[Start of section]

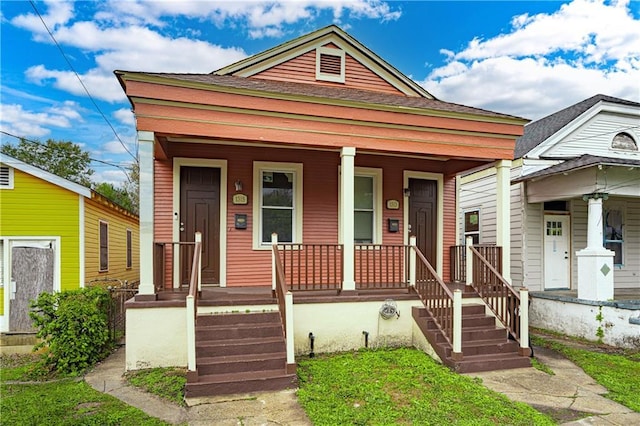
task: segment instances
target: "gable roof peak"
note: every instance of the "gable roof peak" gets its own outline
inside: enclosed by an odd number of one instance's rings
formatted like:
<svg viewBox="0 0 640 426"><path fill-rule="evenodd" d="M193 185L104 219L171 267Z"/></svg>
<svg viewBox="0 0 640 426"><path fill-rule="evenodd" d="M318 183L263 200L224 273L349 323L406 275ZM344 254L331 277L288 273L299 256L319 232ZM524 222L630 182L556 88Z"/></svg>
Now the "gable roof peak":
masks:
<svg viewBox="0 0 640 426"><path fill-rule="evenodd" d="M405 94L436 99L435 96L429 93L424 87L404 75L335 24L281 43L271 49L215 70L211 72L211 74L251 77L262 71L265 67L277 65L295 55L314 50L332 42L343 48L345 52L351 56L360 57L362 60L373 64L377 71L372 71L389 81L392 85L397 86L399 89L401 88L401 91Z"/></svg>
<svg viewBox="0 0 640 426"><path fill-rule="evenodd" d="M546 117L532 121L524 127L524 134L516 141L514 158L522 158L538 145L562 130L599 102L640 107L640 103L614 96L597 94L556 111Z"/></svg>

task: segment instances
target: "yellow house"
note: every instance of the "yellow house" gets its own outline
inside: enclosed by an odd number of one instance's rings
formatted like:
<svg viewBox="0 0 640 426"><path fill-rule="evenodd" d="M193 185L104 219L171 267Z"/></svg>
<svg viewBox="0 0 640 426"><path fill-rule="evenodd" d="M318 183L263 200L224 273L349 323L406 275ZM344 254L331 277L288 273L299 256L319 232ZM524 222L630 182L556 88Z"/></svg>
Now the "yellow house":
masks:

[End of section]

Write the records out exactly once more, leaving off the pictures.

→ Task output
task: segment instances
target: "gable roof peak"
note: every instance of the "gable roof peak" gets its own outline
inside: enclosed by an odd number of one instance's rings
formatted like:
<svg viewBox="0 0 640 426"><path fill-rule="evenodd" d="M193 185L104 219L171 267Z"/></svg>
<svg viewBox="0 0 640 426"><path fill-rule="evenodd" d="M318 183L263 200L224 273L349 323L406 275ZM344 254L331 277L288 273L299 256L319 232ZM524 222L630 182L556 88Z"/></svg>
Now the "gable roof peak":
masks:
<svg viewBox="0 0 640 426"><path fill-rule="evenodd" d="M405 94L436 99L435 96L429 93L424 87L404 75L335 24L281 43L271 49L215 70L211 72L211 74L251 77L262 71L265 67L277 65L295 55L314 50L332 42L343 48L345 52L351 56L360 57L362 60L373 64L377 71L372 71L389 81L392 85L397 86L399 89L401 88L401 91Z"/></svg>
<svg viewBox="0 0 640 426"><path fill-rule="evenodd" d="M546 117L532 121L524 127L524 134L516 141L514 158L522 158L538 145L562 130L599 102L640 107L640 103L614 96L597 94L556 111Z"/></svg>

task: segment instances
target: "yellow house"
note: every instance of the "yellow house" gets its own outline
inside: enclosed by an odd number of one instance's rings
formatted like:
<svg viewBox="0 0 640 426"><path fill-rule="evenodd" d="M193 185L104 219L171 267Z"/></svg>
<svg viewBox="0 0 640 426"><path fill-rule="evenodd" d="M318 183L263 200L224 273L349 323L406 275ZM344 254L331 277L288 273L299 256L319 232ZM524 222L630 182L556 88Z"/></svg>
Now the "yellow house":
masks:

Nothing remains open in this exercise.